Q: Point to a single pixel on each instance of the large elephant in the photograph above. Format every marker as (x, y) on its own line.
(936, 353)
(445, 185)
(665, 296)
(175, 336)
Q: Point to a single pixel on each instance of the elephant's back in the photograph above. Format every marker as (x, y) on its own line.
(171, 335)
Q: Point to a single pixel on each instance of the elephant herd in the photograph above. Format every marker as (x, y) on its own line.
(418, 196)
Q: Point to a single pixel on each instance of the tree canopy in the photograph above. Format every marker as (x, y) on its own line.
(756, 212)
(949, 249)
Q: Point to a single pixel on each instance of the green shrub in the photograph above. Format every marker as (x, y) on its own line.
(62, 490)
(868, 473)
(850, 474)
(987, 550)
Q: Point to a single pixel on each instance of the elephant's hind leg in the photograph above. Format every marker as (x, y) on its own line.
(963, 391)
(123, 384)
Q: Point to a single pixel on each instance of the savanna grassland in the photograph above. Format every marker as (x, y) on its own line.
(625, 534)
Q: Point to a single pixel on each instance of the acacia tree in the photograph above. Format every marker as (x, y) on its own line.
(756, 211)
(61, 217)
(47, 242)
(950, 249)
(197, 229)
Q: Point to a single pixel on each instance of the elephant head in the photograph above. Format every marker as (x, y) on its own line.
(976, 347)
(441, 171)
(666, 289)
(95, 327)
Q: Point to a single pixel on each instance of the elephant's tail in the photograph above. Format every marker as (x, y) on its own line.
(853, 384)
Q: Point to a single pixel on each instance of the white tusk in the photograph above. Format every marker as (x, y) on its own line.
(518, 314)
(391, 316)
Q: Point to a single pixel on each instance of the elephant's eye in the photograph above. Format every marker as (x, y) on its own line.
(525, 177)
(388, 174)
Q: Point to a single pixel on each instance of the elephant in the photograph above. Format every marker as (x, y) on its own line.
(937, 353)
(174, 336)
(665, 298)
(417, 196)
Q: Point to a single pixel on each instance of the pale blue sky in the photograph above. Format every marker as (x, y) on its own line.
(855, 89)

◆ ◆ ◆ ◆ ◆

**Written instruction:**
Rewrite only the lines of the entries above, starting at the line that contains "of the acacia" and ending with the last line of the entries. Include each request, and shift every coordinate in the answers by adding 135 to it.

**Exercise solution:**
Q: Point to a single pixel on each instance of the acacia tree in the photograph above. Format every marker as (x, y) on its own line.
(891, 346)
(196, 352)
(182, 377)
(1085, 384)
(332, 364)
Q: Point to a single pixel on each instance of the elephant head in the photograph above. Format every marker as (x, y) on its own line.
(1111, 482)
(576, 306)
(801, 424)
(230, 462)
Q: Point to a single pixel on each instance of the elephant's tail in the photograph above. Format every marker as (x, y) on its own line.
(988, 519)
Q: Point to a single pixel on each instance of the white tusk in the photograph above. Format every marker as (x, y) on its own line.
(653, 449)
(526, 451)
Q: Point to a single pixel on each instance of the elephant's eye in the photograph above. Format every marker as (x, y) on its own line.
(660, 312)
(523, 309)
Q: Point to a single pixel on each instance of the elephant in the photograph above. Format every marker as (x, y) on its own line.
(1072, 488)
(309, 471)
(800, 433)
(552, 331)
Q: Point to a single pixel on each instance of the pale blue sky in the photograph above. Format every marker as (x, y) on its own line.
(990, 224)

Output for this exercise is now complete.